> _Action item_: Return, from the data below, each line that contains the word "black".

> _Exercise inputs_:
┌──
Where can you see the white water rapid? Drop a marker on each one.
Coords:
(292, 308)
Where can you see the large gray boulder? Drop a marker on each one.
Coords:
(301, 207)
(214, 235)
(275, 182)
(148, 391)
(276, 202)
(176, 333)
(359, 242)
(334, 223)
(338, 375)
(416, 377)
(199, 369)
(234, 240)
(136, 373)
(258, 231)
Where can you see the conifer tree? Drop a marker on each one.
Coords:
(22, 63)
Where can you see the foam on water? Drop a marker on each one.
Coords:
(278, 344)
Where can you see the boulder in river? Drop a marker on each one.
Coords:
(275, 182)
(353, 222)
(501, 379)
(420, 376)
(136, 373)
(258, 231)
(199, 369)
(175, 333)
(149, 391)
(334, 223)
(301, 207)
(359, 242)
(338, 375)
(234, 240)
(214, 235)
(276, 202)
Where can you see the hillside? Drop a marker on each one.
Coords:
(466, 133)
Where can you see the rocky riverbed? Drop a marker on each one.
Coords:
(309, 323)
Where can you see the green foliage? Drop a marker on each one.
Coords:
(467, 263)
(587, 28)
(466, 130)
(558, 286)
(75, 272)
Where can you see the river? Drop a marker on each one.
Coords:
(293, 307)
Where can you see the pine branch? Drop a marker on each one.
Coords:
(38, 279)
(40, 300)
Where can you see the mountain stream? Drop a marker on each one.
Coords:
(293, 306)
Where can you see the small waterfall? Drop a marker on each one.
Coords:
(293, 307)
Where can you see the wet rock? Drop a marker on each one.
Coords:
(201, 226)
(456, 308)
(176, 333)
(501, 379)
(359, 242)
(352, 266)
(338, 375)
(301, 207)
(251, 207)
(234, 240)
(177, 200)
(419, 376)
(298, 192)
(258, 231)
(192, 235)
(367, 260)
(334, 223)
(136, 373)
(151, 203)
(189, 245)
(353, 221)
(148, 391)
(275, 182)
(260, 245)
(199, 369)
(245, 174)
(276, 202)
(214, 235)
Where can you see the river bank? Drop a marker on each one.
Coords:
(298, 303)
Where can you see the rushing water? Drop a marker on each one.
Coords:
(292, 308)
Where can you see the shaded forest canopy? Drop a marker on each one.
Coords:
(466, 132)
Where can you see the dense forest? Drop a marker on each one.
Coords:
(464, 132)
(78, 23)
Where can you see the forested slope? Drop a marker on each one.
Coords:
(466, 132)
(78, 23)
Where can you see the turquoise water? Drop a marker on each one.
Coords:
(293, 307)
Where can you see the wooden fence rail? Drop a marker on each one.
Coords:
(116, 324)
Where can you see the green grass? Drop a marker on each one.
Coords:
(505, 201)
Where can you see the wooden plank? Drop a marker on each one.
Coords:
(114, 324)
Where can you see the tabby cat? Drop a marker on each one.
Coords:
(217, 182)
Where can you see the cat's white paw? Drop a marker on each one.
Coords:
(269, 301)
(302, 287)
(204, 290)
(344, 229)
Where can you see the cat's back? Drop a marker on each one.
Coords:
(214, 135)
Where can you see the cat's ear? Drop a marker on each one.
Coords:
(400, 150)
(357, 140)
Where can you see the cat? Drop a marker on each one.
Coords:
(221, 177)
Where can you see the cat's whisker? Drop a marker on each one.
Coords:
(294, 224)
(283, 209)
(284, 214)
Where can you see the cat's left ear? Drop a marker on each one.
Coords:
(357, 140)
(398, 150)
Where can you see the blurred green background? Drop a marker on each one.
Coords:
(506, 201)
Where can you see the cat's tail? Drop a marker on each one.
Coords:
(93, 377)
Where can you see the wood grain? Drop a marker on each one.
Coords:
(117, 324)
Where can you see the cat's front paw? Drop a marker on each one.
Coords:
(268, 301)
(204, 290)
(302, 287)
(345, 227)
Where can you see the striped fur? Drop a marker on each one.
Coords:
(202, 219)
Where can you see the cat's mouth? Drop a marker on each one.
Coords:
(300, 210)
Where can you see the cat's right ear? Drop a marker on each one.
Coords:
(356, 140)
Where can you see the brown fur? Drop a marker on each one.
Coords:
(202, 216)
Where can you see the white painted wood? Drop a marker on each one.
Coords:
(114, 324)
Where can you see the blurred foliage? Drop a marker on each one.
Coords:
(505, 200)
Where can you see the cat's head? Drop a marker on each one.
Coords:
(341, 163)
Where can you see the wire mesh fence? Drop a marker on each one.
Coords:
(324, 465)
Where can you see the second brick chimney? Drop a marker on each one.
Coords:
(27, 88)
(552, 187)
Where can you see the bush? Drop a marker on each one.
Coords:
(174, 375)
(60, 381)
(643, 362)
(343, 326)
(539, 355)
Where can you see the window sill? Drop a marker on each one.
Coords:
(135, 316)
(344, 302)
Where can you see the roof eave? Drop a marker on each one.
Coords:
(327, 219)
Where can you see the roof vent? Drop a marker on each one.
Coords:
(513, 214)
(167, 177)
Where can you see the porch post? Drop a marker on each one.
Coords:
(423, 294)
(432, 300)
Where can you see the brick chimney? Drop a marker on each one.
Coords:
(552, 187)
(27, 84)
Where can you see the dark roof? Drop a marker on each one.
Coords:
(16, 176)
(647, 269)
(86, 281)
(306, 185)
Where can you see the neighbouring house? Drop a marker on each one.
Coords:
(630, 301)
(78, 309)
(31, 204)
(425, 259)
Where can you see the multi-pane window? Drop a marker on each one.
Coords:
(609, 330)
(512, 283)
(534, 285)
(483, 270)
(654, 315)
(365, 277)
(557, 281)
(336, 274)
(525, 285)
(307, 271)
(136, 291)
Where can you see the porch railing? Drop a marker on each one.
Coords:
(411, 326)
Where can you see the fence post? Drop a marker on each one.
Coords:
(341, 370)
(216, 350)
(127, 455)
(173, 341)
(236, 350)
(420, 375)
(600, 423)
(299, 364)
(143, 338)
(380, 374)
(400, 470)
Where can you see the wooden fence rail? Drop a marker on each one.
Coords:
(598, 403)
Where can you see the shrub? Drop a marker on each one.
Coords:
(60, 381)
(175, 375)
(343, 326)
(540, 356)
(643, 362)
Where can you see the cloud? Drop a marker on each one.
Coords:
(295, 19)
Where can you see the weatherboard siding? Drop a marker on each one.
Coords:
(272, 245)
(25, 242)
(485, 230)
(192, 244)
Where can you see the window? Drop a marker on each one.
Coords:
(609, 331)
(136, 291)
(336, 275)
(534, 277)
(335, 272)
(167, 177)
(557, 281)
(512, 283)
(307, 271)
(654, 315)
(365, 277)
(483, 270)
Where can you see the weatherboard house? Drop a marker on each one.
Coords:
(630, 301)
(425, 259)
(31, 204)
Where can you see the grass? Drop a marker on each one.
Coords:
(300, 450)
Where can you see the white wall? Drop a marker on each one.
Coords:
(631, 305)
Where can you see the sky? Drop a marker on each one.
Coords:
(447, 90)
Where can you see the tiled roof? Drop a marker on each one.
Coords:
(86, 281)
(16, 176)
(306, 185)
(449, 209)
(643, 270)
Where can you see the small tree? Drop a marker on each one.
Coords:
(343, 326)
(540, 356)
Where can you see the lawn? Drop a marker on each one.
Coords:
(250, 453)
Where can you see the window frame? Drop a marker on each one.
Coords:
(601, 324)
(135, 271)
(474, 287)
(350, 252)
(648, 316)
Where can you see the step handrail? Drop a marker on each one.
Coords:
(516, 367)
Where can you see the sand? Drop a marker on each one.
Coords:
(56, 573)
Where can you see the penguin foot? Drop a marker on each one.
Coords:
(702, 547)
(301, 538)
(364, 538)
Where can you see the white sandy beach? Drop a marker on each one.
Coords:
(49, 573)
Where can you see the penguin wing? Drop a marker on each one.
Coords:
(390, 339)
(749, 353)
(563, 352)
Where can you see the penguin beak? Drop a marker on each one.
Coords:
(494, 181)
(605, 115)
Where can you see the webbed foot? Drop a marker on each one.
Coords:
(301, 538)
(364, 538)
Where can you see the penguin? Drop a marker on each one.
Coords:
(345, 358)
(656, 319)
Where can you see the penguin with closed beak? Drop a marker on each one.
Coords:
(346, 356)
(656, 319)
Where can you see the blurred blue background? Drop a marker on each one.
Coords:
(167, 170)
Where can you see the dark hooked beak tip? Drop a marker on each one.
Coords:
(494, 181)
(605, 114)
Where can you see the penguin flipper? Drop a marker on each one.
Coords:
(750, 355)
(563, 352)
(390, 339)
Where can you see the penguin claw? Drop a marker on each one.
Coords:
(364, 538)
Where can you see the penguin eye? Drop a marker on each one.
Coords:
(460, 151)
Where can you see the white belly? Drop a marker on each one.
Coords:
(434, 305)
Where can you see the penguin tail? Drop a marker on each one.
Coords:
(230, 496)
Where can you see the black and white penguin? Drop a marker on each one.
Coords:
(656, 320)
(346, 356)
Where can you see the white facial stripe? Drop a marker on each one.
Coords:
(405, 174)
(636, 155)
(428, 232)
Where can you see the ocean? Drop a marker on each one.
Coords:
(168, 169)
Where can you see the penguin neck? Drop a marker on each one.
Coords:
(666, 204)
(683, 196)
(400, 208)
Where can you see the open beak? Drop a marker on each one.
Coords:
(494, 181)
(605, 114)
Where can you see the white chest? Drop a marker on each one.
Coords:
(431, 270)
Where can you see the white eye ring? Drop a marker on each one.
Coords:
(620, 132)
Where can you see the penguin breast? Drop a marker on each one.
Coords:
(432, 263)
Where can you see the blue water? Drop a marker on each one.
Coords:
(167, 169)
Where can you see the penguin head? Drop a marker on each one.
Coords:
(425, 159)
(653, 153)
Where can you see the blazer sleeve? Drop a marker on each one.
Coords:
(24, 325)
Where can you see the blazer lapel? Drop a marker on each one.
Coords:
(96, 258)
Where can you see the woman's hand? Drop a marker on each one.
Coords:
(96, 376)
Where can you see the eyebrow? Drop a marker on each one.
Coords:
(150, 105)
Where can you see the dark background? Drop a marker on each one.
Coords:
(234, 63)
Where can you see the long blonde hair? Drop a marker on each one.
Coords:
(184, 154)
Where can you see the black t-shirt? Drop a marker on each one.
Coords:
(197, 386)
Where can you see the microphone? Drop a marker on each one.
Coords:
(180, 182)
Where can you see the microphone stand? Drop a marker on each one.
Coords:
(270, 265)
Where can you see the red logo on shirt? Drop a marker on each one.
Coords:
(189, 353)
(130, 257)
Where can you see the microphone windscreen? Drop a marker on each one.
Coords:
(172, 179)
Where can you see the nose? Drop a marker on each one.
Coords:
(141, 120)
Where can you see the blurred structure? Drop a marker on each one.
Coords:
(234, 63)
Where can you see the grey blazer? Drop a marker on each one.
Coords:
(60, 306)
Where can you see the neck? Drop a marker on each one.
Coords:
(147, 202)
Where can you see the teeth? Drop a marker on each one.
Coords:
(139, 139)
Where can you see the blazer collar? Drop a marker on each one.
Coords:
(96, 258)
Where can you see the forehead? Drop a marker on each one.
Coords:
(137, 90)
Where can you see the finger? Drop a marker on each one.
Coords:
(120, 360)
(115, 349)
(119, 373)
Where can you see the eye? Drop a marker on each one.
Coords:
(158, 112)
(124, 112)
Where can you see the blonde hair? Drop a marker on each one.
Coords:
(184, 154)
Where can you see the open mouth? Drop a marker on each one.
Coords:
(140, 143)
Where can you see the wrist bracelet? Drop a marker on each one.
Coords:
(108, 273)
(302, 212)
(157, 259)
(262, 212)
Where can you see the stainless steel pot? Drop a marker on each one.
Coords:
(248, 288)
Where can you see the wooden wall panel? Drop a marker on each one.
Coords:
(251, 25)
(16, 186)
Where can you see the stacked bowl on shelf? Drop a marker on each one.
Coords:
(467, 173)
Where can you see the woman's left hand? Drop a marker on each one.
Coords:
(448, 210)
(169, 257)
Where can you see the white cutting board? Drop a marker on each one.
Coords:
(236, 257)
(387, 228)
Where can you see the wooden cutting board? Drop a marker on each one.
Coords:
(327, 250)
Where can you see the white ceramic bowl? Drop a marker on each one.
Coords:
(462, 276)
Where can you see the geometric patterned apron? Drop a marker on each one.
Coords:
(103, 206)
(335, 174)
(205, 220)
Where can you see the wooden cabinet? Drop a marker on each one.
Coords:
└──
> _Response to the exercise_:
Where can you see the black and white penguin? Drop a marker on each one.
Where can you see the black t-shirt? Drop a marker on each one.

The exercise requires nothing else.